Задание: Продолжите приведённый ниже отрывок о размышлениях Цветаевой о смерти, начав сразу после его последнего предложения.

Цитируемый отрывок:
________________________________________
Даже эти немногочисленные примеры позволяют понять, что вся творческая жизнь Цветаевой проходила под знаком глубоких размышлений о смерти. На фоне этого контекста формировался и её взгляд на собственную смерть, и сама её смерть. Она, подобно смертям её близких, должна была стать своевременно и своечасно исполненной. В ней ничего не должно было быть лишнего и неуместного. Смертный час должен был «вывернуться» в своем сущностном виде именно как час цветаевской смерти, единственной и единичной. Форма ухода должна была выглядеть явственно сросшейся с жизнью, должна была высвечивать эту жизнь и в её поэтической, и в её человеческой плоскости.

Последние годы жизни М.Цветаевой слишком хорошо известны, чтобы ещё раз подробно на них останавливаться. Поэтому в качестве особо говорящего момента актуализируем следующее. Цветаева оказалась в стране, которая уже более двух десятков лет искореняла самым зверским, противоестественным образом все общечеловеческие ценности. Одним словом – Страна-мясорубка, где жизнь без кривизн невозможна. Заметим, не по своей воле она здесь оказалась, а проявив добрую волю по отношению к своим близким. Что могла дать ей эта страна кроме положения двойного изгойства!? Будучи изгоем-поэтом, она становится изгоем-человеком. И нет ничего неожиданного и удивительного в том, что среди её записей сорокового года появляется следующая: «Меня все считают мужественной. Я не знаю человека робче себя. Боюсь – всего. Глаз, черноты, шага, а больше всего – себя, своей головы – если это голова – так преданно мне служившая в тетради и так убивающая меня – в жизни. Никто не видит – не знает, – что я год уже (приблизительно) ищу глазами – крюк, но его нет, п<отому> ч<то> везде электричество. Никаких «люстр»… Я год примеряю – смерть. Всё – уродливо и – страшно. Проглотить – мерзость, прыгнуть – враждебность, исконная отвратительность воды. Я не хочу пугать (посмертно), мне кажется, что я себя уже – посмертно – боюсь. Я не хочу – умереть, я хочу – не быть. Вздор. Пока я нужна… Но, Господи, как я мало, как я ничего не могу!» (Т.4. – С.610).
________________________________________
Фрагменты листинга:

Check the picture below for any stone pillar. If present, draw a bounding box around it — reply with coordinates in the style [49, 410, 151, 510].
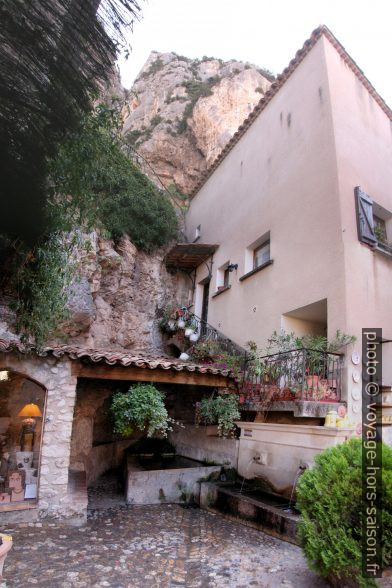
[0, 353, 77, 517]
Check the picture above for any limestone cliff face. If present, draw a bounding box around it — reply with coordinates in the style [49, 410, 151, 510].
[124, 51, 272, 193]
[0, 233, 190, 355]
[0, 52, 271, 354]
[63, 234, 187, 355]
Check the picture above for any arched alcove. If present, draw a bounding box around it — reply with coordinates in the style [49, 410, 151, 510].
[0, 368, 46, 512]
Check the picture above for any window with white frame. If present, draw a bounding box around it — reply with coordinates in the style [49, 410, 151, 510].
[244, 231, 271, 275]
[252, 239, 271, 269]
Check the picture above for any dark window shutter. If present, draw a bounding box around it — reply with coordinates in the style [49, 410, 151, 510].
[354, 186, 377, 245]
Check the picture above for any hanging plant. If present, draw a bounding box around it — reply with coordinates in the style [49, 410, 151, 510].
[110, 384, 175, 437]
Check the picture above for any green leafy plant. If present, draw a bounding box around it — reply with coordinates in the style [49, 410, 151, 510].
[50, 105, 177, 251]
[110, 384, 174, 437]
[11, 235, 77, 347]
[296, 438, 392, 588]
[199, 394, 241, 437]
[190, 339, 222, 363]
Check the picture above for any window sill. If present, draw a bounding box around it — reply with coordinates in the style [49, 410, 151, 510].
[240, 259, 274, 282]
[211, 286, 231, 298]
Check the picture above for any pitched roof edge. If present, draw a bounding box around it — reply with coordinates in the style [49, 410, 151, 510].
[0, 338, 233, 378]
[189, 25, 392, 200]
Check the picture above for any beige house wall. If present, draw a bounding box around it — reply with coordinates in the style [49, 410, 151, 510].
[187, 38, 345, 345]
[186, 36, 392, 420]
[326, 36, 392, 384]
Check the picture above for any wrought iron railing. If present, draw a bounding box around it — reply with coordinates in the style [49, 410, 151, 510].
[176, 312, 343, 410]
[240, 349, 343, 405]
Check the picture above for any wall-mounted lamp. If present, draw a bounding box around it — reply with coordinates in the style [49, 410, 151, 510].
[227, 263, 238, 272]
[18, 402, 42, 451]
[18, 402, 42, 418]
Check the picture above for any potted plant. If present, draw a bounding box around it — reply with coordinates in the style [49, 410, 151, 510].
[110, 384, 175, 437]
[199, 394, 241, 437]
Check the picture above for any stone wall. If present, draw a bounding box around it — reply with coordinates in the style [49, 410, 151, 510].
[70, 379, 140, 484]
[0, 353, 77, 517]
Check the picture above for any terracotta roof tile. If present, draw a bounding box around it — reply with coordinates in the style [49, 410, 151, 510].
[189, 25, 392, 199]
[0, 339, 230, 376]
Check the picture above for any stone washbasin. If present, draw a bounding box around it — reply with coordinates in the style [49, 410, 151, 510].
[124, 454, 221, 504]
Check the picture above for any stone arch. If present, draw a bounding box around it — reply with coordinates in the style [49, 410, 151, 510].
[0, 352, 77, 517]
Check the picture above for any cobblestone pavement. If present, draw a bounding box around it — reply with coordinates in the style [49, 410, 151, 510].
[0, 473, 392, 588]
[3, 505, 325, 588]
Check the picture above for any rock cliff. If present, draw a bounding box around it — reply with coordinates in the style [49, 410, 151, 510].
[0, 52, 272, 354]
[124, 51, 273, 194]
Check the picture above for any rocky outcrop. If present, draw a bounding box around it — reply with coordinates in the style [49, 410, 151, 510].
[0, 52, 271, 355]
[124, 51, 272, 194]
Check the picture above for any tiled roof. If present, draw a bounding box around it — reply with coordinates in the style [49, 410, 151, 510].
[0, 339, 230, 376]
[189, 25, 392, 198]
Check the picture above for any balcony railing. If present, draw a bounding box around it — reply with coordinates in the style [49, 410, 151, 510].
[240, 349, 343, 406]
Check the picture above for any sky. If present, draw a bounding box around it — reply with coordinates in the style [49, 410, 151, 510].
[119, 0, 392, 107]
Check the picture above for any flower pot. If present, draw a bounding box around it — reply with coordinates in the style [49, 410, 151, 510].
[306, 374, 319, 390]
[0, 533, 12, 579]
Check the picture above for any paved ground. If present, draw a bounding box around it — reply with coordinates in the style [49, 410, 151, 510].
[4, 505, 325, 588]
[0, 480, 391, 588]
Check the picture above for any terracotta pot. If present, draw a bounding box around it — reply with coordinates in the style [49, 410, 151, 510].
[0, 533, 12, 579]
[306, 374, 320, 390]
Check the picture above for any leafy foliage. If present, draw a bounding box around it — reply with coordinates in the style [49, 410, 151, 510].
[297, 439, 392, 588]
[111, 384, 174, 437]
[12, 236, 75, 346]
[50, 105, 177, 251]
[258, 329, 356, 355]
[199, 394, 241, 437]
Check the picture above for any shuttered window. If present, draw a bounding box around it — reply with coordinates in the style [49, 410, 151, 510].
[354, 186, 377, 245]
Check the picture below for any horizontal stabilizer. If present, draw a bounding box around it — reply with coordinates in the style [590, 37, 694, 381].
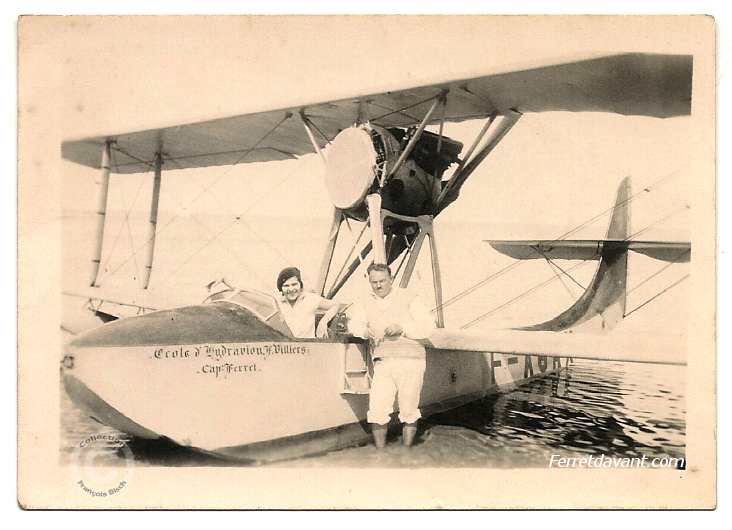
[487, 239, 691, 263]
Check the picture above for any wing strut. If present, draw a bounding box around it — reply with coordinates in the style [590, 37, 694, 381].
[435, 111, 521, 215]
[142, 139, 163, 289]
[89, 140, 112, 287]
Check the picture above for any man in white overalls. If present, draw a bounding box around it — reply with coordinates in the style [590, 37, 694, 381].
[349, 263, 435, 448]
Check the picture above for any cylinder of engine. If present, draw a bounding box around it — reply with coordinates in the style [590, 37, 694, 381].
[325, 125, 440, 220]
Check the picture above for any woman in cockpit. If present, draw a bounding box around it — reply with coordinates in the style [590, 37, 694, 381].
[277, 267, 345, 339]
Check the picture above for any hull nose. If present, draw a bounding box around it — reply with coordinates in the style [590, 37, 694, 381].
[70, 302, 292, 349]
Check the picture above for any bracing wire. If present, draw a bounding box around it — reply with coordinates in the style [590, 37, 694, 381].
[102, 113, 294, 279]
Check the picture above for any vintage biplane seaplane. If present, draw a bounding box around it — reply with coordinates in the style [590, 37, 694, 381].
[62, 53, 693, 460]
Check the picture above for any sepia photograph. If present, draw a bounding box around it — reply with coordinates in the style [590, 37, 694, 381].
[18, 15, 717, 510]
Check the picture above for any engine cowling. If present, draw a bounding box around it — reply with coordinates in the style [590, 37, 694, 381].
[325, 124, 462, 220]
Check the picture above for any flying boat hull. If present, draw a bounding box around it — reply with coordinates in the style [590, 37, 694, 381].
[63, 303, 567, 461]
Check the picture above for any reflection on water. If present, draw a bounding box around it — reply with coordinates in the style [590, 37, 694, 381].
[61, 360, 686, 468]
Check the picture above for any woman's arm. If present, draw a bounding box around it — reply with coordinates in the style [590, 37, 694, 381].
[315, 298, 347, 339]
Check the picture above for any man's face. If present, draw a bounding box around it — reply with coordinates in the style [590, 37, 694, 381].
[282, 276, 302, 302]
[369, 271, 392, 298]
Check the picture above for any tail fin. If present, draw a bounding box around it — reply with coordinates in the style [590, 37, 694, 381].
[519, 177, 630, 331]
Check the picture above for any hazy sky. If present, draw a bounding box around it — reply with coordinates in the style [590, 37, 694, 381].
[44, 17, 700, 238]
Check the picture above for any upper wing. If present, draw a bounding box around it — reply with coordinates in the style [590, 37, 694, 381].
[62, 53, 693, 173]
[488, 239, 691, 263]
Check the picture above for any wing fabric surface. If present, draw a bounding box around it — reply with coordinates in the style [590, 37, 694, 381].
[62, 53, 693, 174]
[429, 328, 686, 365]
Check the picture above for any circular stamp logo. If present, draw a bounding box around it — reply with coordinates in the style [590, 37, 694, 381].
[69, 433, 135, 497]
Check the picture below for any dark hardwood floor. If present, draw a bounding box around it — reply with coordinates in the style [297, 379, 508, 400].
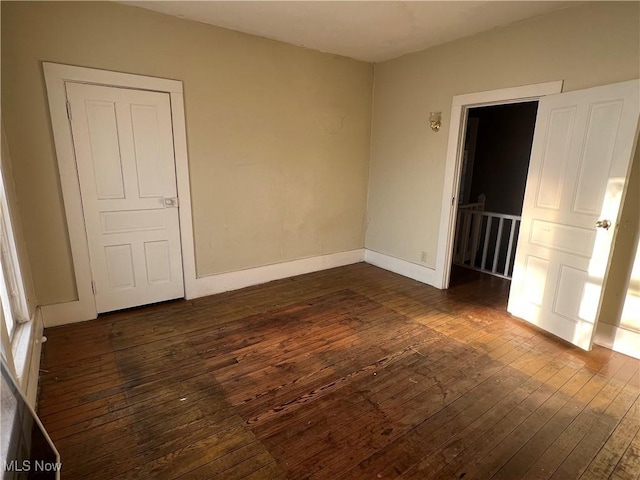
[38, 264, 640, 480]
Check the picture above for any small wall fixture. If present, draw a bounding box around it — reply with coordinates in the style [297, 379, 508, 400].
[429, 112, 442, 132]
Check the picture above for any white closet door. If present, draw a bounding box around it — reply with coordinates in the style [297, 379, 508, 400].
[66, 82, 184, 313]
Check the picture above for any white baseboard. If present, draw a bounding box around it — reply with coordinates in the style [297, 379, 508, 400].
[593, 322, 640, 359]
[11, 308, 44, 408]
[196, 249, 365, 297]
[364, 250, 440, 288]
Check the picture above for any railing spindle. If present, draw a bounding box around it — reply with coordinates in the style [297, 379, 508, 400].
[491, 217, 504, 273]
[504, 218, 516, 277]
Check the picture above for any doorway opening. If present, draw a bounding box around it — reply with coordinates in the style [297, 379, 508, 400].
[451, 100, 538, 282]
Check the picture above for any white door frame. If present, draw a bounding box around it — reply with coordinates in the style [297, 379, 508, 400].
[42, 62, 196, 327]
[434, 80, 563, 288]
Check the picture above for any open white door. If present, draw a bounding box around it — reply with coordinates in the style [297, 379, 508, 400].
[508, 80, 640, 350]
[66, 82, 184, 313]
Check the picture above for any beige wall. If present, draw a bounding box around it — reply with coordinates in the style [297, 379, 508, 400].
[365, 2, 640, 268]
[599, 128, 640, 333]
[2, 2, 373, 304]
[0, 124, 36, 318]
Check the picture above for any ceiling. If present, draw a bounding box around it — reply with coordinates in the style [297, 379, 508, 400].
[122, 1, 577, 62]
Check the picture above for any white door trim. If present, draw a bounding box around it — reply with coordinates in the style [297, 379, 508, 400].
[434, 80, 563, 288]
[42, 62, 196, 327]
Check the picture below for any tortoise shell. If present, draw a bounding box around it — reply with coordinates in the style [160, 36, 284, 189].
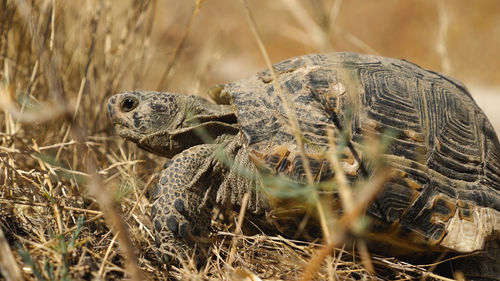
[216, 53, 500, 252]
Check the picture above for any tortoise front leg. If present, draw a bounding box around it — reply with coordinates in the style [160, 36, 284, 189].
[151, 144, 216, 264]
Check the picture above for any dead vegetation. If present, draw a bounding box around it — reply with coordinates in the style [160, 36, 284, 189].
[0, 0, 500, 280]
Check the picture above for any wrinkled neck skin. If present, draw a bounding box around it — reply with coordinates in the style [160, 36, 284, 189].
[137, 96, 239, 158]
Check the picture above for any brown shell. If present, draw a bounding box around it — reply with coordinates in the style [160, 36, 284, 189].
[221, 53, 500, 252]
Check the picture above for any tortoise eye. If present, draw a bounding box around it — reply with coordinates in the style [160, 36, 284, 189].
[121, 98, 139, 112]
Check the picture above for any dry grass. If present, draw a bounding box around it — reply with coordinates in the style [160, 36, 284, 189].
[0, 0, 500, 280]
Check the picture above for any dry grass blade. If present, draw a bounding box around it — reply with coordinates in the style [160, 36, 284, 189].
[241, 0, 314, 185]
[227, 193, 250, 267]
[156, 0, 204, 91]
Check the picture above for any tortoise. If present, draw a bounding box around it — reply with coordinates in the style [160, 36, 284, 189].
[108, 53, 500, 280]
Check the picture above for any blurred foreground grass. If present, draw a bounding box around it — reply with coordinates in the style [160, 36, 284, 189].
[0, 0, 500, 280]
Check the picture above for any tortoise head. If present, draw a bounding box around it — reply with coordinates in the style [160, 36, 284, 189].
[108, 91, 238, 157]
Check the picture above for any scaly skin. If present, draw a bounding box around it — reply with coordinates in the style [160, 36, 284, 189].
[108, 92, 269, 264]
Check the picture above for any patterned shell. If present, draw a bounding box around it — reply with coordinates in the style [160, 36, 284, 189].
[221, 53, 500, 252]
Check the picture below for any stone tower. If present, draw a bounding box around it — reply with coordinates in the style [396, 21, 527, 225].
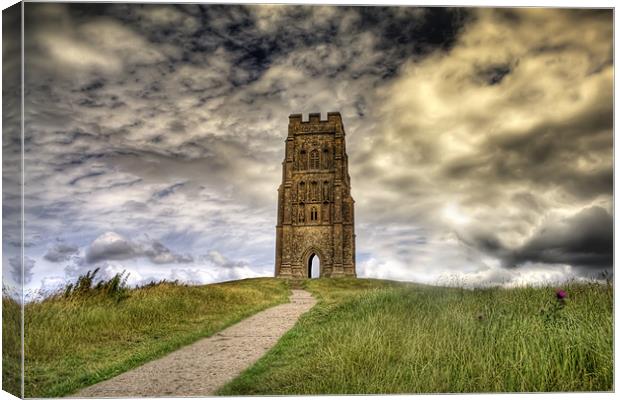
[275, 112, 356, 278]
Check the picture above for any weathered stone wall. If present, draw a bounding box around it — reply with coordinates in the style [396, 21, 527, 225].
[275, 113, 356, 278]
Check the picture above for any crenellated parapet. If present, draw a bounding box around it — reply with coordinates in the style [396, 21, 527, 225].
[288, 111, 344, 135]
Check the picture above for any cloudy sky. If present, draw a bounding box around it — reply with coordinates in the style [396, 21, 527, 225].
[3, 3, 613, 296]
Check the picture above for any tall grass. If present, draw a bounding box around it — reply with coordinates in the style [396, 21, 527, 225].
[2, 291, 22, 397]
[25, 274, 288, 397]
[219, 279, 613, 395]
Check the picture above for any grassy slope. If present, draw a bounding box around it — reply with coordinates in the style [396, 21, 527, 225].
[219, 279, 613, 395]
[2, 296, 22, 397]
[25, 278, 289, 397]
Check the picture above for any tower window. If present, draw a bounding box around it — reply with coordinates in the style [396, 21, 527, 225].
[310, 207, 319, 221]
[299, 149, 308, 170]
[310, 150, 321, 169]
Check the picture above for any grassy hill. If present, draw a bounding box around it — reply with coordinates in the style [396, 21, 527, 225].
[14, 278, 289, 397]
[3, 278, 613, 397]
[219, 279, 613, 395]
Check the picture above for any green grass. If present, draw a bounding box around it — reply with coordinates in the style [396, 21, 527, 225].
[219, 279, 613, 395]
[25, 278, 289, 397]
[2, 295, 22, 397]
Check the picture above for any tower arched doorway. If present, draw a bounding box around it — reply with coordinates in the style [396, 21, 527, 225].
[307, 252, 321, 278]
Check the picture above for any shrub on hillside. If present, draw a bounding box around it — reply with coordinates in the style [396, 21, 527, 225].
[64, 268, 129, 301]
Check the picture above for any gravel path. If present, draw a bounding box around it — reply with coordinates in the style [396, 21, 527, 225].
[70, 290, 316, 397]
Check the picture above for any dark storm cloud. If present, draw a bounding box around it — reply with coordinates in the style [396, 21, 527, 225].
[86, 232, 193, 264]
[20, 3, 613, 290]
[9, 256, 36, 284]
[43, 243, 78, 262]
[506, 207, 613, 269]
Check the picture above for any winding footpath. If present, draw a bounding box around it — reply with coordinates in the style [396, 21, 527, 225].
[70, 290, 316, 397]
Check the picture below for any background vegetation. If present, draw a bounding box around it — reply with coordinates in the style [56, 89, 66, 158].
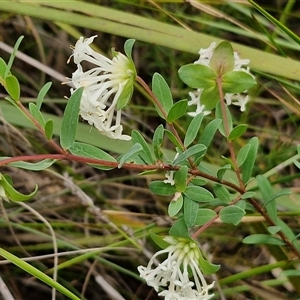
[0, 0, 300, 300]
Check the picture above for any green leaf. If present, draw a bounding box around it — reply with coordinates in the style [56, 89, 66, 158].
[0, 57, 7, 78]
[219, 205, 246, 225]
[174, 166, 188, 192]
[118, 143, 143, 169]
[241, 192, 256, 199]
[228, 124, 248, 141]
[153, 124, 164, 160]
[5, 157, 56, 171]
[183, 185, 214, 202]
[217, 164, 231, 180]
[178, 64, 216, 89]
[194, 208, 217, 226]
[165, 129, 183, 151]
[236, 144, 251, 167]
[242, 137, 259, 184]
[200, 86, 220, 110]
[149, 180, 176, 196]
[243, 234, 285, 246]
[167, 99, 187, 123]
[36, 82, 52, 110]
[198, 119, 222, 148]
[0, 174, 38, 202]
[222, 71, 256, 94]
[168, 194, 183, 217]
[4, 35, 24, 78]
[216, 102, 232, 137]
[117, 79, 134, 110]
[209, 41, 234, 76]
[29, 102, 46, 128]
[183, 197, 199, 228]
[256, 175, 277, 224]
[173, 144, 206, 166]
[152, 73, 173, 119]
[44, 120, 54, 140]
[0, 248, 80, 300]
[213, 183, 231, 203]
[149, 230, 170, 249]
[60, 87, 83, 150]
[183, 113, 204, 147]
[5, 75, 20, 102]
[199, 250, 220, 275]
[268, 226, 281, 234]
[131, 130, 154, 165]
[69, 142, 117, 170]
[169, 217, 191, 239]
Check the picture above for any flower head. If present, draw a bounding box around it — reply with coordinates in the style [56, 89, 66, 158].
[70, 36, 136, 140]
[138, 236, 214, 300]
[188, 42, 250, 117]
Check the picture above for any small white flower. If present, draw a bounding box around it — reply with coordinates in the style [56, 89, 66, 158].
[138, 236, 214, 300]
[188, 42, 250, 117]
[70, 36, 136, 140]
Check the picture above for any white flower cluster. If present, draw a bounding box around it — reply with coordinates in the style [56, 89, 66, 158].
[188, 42, 250, 117]
[138, 236, 214, 300]
[71, 36, 136, 140]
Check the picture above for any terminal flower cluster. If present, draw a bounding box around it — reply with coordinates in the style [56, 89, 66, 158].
[71, 36, 136, 140]
[188, 42, 250, 116]
[138, 236, 214, 300]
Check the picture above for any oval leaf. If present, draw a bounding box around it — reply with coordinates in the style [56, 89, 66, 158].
[183, 186, 214, 202]
[152, 73, 173, 119]
[183, 197, 199, 228]
[60, 87, 83, 150]
[167, 99, 187, 123]
[168, 195, 183, 217]
[219, 205, 246, 225]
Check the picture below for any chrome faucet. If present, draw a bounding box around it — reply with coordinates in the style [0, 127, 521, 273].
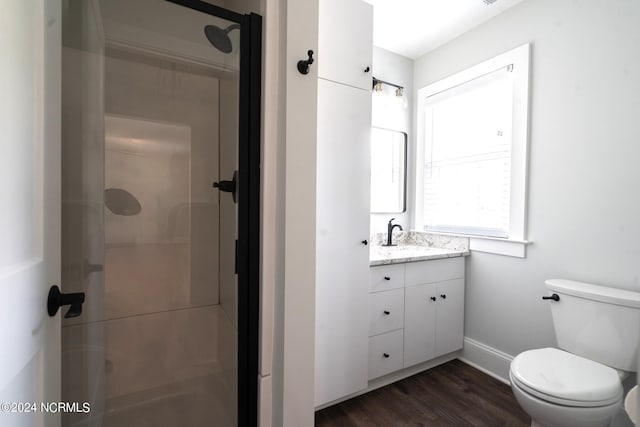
________________________________________
Ответ:
Эти строки, безусловно, говорят о Цветаевой как об окончательно измученном жизнью человеке. И если ограничиться только этой или какой-нибудь еще записью того времени, то мы скажем, что гибель Цветаевой это гибель человека, не сумевшего преодолеть жизнь. Но это далеко не вся Цветаева. Или вообще не Цветаева. Тяготы жизни ей приходилось преодолевать всегда. Да и что значит «Москва меня не вмещает», как она пишет в одном из писем тех лет (Т.7. – С.686), по сравнению с тем, что на протяжении всего жизненного пути её вообще не могла вместить жизнь?! Она в жизнь с её мерами счета, веса, времени не вмещалась никогда. И не год (и не два) она примеряла смерть, а, по крайней мере, два десятилетия. Свидетельство тому – дневниковые записи, сделанные в 1919 и в 1920 годах:

«Я, конечно, кончу самоубийством, ибо всё моё желание любви – желание смерти. Это гораздо сложнее, чем «хочу» и «не хочу».

И может быть я умру не оттого, что здесь плохо, а оттого, что «там хорошо»» (Т.4. – С.581).

«Быстро – быстро – быстро – ни пером ни мыслью не угонюсь – думаю о смерти.

Рана: маленькая дырочка, через которую уходит – Жизнь.

Смерть для меня будет освобожденьем от избытка, вряд ли удастся умереть совсем.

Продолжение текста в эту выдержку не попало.